§ Task statement: Reproduce every one of the following records verbatim, line for line and in the order given.

§ Material provided:
######

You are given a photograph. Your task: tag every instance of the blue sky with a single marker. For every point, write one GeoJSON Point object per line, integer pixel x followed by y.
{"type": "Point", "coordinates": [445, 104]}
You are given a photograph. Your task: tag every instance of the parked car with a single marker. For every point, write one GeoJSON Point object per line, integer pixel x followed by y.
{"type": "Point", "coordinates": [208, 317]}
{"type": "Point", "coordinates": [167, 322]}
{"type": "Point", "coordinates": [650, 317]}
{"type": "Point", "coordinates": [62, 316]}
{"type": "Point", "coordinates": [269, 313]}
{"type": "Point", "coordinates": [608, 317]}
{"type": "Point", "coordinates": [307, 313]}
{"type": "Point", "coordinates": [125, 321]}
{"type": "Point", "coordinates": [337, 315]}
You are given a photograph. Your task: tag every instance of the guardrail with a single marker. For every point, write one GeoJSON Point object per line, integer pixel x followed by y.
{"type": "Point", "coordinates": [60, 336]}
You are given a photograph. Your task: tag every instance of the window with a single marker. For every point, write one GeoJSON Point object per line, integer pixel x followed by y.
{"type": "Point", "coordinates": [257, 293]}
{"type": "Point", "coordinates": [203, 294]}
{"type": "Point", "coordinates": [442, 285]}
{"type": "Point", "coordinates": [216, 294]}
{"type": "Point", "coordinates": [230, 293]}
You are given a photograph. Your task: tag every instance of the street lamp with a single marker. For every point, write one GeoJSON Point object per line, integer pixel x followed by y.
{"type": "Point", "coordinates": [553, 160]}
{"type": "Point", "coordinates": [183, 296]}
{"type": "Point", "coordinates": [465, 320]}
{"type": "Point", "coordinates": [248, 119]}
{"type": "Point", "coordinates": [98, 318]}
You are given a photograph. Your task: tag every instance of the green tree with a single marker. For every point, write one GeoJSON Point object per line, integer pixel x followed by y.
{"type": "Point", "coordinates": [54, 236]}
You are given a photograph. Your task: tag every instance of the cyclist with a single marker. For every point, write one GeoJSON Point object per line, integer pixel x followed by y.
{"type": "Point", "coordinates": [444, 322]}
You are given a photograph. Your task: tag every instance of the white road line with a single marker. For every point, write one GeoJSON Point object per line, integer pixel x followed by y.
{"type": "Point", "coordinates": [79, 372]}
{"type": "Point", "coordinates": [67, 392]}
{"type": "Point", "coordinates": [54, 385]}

######

§ Reply to the exercise:
You are given a photograph. Your task: tag every instance of the blue sky with a single marker. For every point, write one GeoJSON Point object per line, integer pixel x followed by y.
{"type": "Point", "coordinates": [445, 104]}
You are given a photograph. Your task: tag every instance of the parked car with a single marker. For every point, write one GeoJSON Point object per line, integer pixel x followed by y.
{"type": "Point", "coordinates": [208, 317]}
{"type": "Point", "coordinates": [167, 322]}
{"type": "Point", "coordinates": [650, 317]}
{"type": "Point", "coordinates": [62, 316]}
{"type": "Point", "coordinates": [269, 313]}
{"type": "Point", "coordinates": [608, 317]}
{"type": "Point", "coordinates": [307, 313]}
{"type": "Point", "coordinates": [125, 321]}
{"type": "Point", "coordinates": [337, 315]}
You are given a photograph. Your task: tag every instance of the guardrail with a single marker. For every point, write one GeoJSON Point object per line, integer pixel x followed by y.
{"type": "Point", "coordinates": [60, 336]}
You are given a photograph. Your task: tag every instance of the window with a single marker. For every point, write one GeoJSON Point object per line, integer pixel x followed by y.
{"type": "Point", "coordinates": [257, 293]}
{"type": "Point", "coordinates": [203, 294]}
{"type": "Point", "coordinates": [442, 285]}
{"type": "Point", "coordinates": [216, 294]}
{"type": "Point", "coordinates": [230, 293]}
You are given a photograph. Your task: tag every instance of the street lamp with a single marker. For every point, write one GeoJSON Point object per line, integer pixel x followed by y.
{"type": "Point", "coordinates": [553, 160]}
{"type": "Point", "coordinates": [183, 296]}
{"type": "Point", "coordinates": [465, 320]}
{"type": "Point", "coordinates": [248, 119]}
{"type": "Point", "coordinates": [98, 318]}
You are given a photograph. Your task: tag every instance of the green tree with a single marker. For every point, write one GeoJSON Point object per line, integer pixel x followed by y.
{"type": "Point", "coordinates": [54, 236]}
You are given a photograph. Your task: tag every instance of the cyclist with a single marker. For every point, write one GeoJSON Point object per line, integer pixel x followed by y.
{"type": "Point", "coordinates": [444, 322]}
You are given a photograph. Your task: tag every instance of the white road line with a single marker. For every point, write one GeoJSON Point object per line, integer pixel x followed by y.
{"type": "Point", "coordinates": [79, 372]}
{"type": "Point", "coordinates": [67, 392]}
{"type": "Point", "coordinates": [54, 385]}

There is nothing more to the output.